[Point-per-instance localization data]
####################

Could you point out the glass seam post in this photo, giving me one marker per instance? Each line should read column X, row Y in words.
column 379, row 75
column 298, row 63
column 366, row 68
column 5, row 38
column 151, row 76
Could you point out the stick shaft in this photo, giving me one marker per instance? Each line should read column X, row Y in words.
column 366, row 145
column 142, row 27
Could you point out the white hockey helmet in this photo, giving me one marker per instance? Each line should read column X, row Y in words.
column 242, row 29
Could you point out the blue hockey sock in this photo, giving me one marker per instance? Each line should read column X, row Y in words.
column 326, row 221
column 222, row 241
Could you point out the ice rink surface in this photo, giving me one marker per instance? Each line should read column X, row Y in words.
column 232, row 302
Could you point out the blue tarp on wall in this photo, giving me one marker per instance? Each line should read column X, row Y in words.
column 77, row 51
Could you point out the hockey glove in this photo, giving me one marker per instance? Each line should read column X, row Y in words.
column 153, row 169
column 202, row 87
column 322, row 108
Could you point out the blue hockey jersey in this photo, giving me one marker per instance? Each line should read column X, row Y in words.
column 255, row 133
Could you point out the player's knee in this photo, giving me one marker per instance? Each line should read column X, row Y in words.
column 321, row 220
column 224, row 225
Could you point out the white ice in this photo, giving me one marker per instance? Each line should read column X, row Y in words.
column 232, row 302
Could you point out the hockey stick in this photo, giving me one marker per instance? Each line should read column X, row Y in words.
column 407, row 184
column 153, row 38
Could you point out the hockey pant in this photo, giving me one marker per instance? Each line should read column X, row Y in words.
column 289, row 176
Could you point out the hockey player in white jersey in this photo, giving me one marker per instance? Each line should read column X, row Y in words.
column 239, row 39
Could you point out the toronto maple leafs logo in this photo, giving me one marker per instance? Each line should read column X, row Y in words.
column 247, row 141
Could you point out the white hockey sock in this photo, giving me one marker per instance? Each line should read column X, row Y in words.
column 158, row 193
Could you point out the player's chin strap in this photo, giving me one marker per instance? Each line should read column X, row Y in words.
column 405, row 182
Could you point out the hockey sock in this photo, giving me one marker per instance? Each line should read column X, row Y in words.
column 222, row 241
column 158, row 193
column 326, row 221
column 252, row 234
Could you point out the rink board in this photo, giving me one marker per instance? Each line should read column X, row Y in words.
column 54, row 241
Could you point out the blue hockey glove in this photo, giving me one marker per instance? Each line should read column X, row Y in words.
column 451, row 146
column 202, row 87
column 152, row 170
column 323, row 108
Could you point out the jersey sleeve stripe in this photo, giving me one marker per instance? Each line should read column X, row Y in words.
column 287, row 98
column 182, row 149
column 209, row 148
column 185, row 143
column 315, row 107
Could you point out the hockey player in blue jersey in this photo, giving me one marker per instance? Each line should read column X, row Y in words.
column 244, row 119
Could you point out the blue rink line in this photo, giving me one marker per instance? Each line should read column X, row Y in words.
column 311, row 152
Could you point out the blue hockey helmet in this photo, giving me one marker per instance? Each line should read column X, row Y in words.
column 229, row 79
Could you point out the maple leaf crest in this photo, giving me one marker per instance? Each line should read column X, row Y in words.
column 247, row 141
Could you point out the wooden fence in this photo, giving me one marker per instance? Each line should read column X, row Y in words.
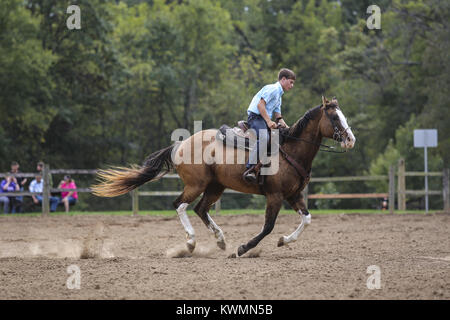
column 390, row 194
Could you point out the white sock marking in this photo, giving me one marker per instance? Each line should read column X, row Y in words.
column 306, row 221
column 185, row 221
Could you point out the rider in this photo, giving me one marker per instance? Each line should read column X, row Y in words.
column 265, row 104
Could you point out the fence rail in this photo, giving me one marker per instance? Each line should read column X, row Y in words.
column 135, row 194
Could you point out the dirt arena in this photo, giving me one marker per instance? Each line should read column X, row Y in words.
column 124, row 257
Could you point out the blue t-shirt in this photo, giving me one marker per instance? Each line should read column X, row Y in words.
column 271, row 94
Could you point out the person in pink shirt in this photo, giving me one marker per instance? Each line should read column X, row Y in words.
column 68, row 197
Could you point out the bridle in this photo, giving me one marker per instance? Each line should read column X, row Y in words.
column 337, row 136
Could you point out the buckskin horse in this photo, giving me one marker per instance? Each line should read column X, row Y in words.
column 207, row 175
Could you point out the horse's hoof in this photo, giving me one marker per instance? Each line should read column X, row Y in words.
column 222, row 245
column 241, row 250
column 280, row 242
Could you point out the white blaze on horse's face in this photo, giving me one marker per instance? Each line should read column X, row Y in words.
column 349, row 139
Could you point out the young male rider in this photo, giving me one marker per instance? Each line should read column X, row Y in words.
column 266, row 104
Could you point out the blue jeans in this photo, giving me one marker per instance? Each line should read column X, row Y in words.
column 53, row 202
column 257, row 123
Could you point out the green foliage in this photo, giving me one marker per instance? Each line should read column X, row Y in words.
column 327, row 188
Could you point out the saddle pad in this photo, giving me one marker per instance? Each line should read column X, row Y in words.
column 233, row 137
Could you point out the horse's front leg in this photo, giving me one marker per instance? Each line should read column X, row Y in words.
column 298, row 204
column 273, row 207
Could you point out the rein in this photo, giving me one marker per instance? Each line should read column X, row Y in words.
column 314, row 143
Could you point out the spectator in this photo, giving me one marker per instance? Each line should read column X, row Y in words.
column 4, row 200
column 9, row 185
column 37, row 185
column 68, row 198
column 40, row 169
column 18, row 201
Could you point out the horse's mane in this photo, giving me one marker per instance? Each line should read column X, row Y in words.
column 297, row 127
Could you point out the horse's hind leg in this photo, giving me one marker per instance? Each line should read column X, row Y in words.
column 212, row 193
column 274, row 203
column 190, row 193
column 298, row 204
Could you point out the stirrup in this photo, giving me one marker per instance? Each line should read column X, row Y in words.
column 251, row 175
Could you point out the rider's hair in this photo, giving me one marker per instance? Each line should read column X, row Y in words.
column 286, row 73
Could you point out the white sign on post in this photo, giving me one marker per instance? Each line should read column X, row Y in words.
column 425, row 138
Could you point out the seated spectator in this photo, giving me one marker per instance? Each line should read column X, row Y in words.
column 9, row 185
column 37, row 185
column 21, row 182
column 68, row 198
column 4, row 200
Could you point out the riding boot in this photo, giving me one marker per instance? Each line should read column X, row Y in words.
column 251, row 174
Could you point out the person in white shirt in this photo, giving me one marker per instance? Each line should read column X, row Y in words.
column 37, row 185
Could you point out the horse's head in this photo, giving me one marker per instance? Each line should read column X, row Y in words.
column 333, row 124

####################

**Activity**
Quote every record above exactly, omitting any pictures they contain.

**Task response**
Could you point out the glass seam post in this photo, giving me one marker per instance? Each line should read column X, row Y in words.
column 379, row 75
column 298, row 63
column 366, row 68
column 5, row 38
column 151, row 76
Could you point out the stick shaft in this photo, giving me one marker per instance? Each line should read column X, row Y in words.
column 366, row 145
column 142, row 27
Could you point out the white hockey helmet in this photo, giving me one marker per instance? Each line should read column X, row Y in words.
column 242, row 29
Could you point out the blue hockey sock in this photo, giving me one marker per instance? Each line should read column X, row Y in words.
column 326, row 221
column 222, row 241
Could you point out the ice rink surface in this photo, giving me one marker per instance? Each line should read column X, row Y in words.
column 232, row 302
Could you point out the blue tarp on wall in this photo, giving me one marker per instance? Each line should read column X, row Y in words.
column 77, row 51
Could you point out the hockey glove in this photo, giving me one marker per instance? Each line should read column X, row Y in words.
column 153, row 169
column 202, row 87
column 322, row 108
Could you point out the blue hockey jersey in this photo, giving me one marker per instance? Each line should read column X, row Y in words.
column 255, row 133
Could you point out the player's knee in this photo, giving me one marker per instance? Each line should read column X, row Y in words.
column 321, row 220
column 224, row 225
Could you point out the white ice in this photo, giving me one marker per instance? Each line should read column X, row Y in words.
column 232, row 302
Could you point out the hockey stick in this photo, giving me one marker per instance? Each line should read column X, row Y in words.
column 407, row 184
column 153, row 38
Could you point out the hockey pant in this photo, giving me one marker per instance? Each line should read column X, row Y in words.
column 289, row 176
Could you point out the hockey player in white jersey in this photo, giving me one marker per instance? Each line should read column X, row Y in words.
column 239, row 39
Could you point out the toronto maple leafs logo in this photo, giving me one marker per instance? Each line should read column X, row Y in words.
column 247, row 141
Could you point out the white hockey sock in this photo, giving me one marker per instance? Each line should read column X, row Y in words.
column 158, row 193
Could you point out the player's chin strap in this photo, giving me one marker per instance? Each line should read column X, row Y in words.
column 405, row 182
Could you point out the hockey sock in this photo, giving me one marker per instance? Each line should read column X, row Y in words.
column 222, row 241
column 158, row 193
column 326, row 221
column 252, row 234
Could you point out the rink board in this photo, giving me one marker per instance? Each line should read column X, row Y in words.
column 54, row 241
Could you point out the blue hockey glove in this photo, giving me one marker per instance? Each line should read column X, row Y in words.
column 451, row 146
column 202, row 87
column 152, row 170
column 323, row 108
Could you point out the jersey sleeve stripe in this photo, giving me one marker per instance? Each line should read column X, row Y in words.
column 287, row 98
column 182, row 149
column 209, row 148
column 185, row 143
column 315, row 107
Could you point out the hockey player in blue jersey in this photo, giving me one marker per instance? Each line should read column X, row Y in words.
column 244, row 119
Could you point out the blue rink line in this photo, giving me one marker per instance? Each line should read column X, row Y in words.
column 311, row 152
Could you point out the blue hockey helmet in this photo, giving me one marker per instance? Each line should read column X, row Y in words.
column 229, row 79
Could you point out the maple leaf crest in this photo, giving me one marker per instance? Each line should read column X, row Y in words.
column 247, row 141
Could you point out the wooden fence in this photo, giving me one marker per instance? Each line should read column X, row Y in words.
column 390, row 194
Could you point out the white sock marking in this photo, giving me one marker per instance? Each line should read column X, row Y in words.
column 306, row 221
column 185, row 221
Could you point out the rider in this photo, giving me one marker per instance? Each line should read column X, row Y in words.
column 265, row 104
Could you point out the fence rail in this photo, giving me one marker per instance? Each line should read column X, row Y in words.
column 135, row 194
Could you point out the dirt arena in this photo, giving me one marker per instance? Each line should read column X, row Y in words.
column 124, row 257
Could you point out the blue t-shirt in this photo, giving me one marker per instance? Each line should read column X, row Y in words.
column 271, row 94
Could you point out the person in pink shirt in this photo, giving me one marker per instance? Each line should read column X, row Y in words.
column 68, row 197
Could you point out the bridle in this photo, giving me one marker per instance? Each line should read column X, row Y in words.
column 337, row 136
Could you point out the buckskin horse in this photo, giving me one marker per instance? Each line should read column X, row Y in words.
column 207, row 175
Could you point out the horse's hoof in this photo, giving me one marker per instance? Each line should read column X, row Y in words.
column 222, row 245
column 241, row 250
column 280, row 242
Could you point out the white blaze on horse's face in this photo, giving me one marker per instance? Each line should read column X, row Y in words.
column 349, row 139
Could you point out the young male rider in this photo, giving me one marker per instance? Each line should read column X, row Y in words.
column 266, row 104
Could you point out the blue jeans in this photo, giving me one marker per instance? Each line should read column X, row Y in words.
column 53, row 202
column 257, row 123
Could you point out the green foliage in this photo, giving me one marker per instance? Each line should read column X, row Y in words.
column 327, row 188
Could you point out the saddle pad in this photo, giving me one marker per instance? Each line should read column X, row Y in words.
column 233, row 137
Could you point out the horse's front leg in this photo, giving me one marker per instance? Each line should read column X, row Y in words.
column 298, row 204
column 273, row 207
Could you point out the rein in this photo, giving me one marker per instance? Each line should read column X, row Y in words.
column 314, row 143
Could you point out the spectator in this photo, giving me one marker per instance? Each line should read column X, row Y in words.
column 4, row 200
column 9, row 185
column 37, row 185
column 68, row 198
column 40, row 169
column 18, row 201
Could you point out the horse's mane in this photo, giving me one marker per instance? Each line should read column X, row Y in words.
column 297, row 127
Could you point out the horse's hind leg in this photo, giving me one marker per instance? Each line should read column X, row Y in words.
column 212, row 193
column 274, row 203
column 190, row 193
column 298, row 204
Could you point out the stirrup in this photo, giving me one marker per instance? Each line should read column X, row Y in words.
column 251, row 175
Could you point out the rider's hair in this photo, giving me one marker per instance? Each line should read column X, row Y in words.
column 286, row 73
Could you point out the white sign on post in this photo, giving me one marker per instance? Each line should read column X, row Y in words.
column 425, row 138
Could you point out the seated spectator in this photo, giving me one marker per instance? Each line should read column X, row Y in words.
column 9, row 185
column 37, row 185
column 21, row 182
column 68, row 198
column 4, row 200
Could you point out the riding boot in this photo, giving me one marker per instance? Each line should read column X, row Y in words.
column 251, row 174
Could you point out the person in white shirt in this photo, giving me one marker per instance? Each line should read column X, row Y in words.
column 37, row 185
Could you point out the horse's head in this photo, giving me one marker per instance? Each line should read column X, row Y in words.
column 333, row 124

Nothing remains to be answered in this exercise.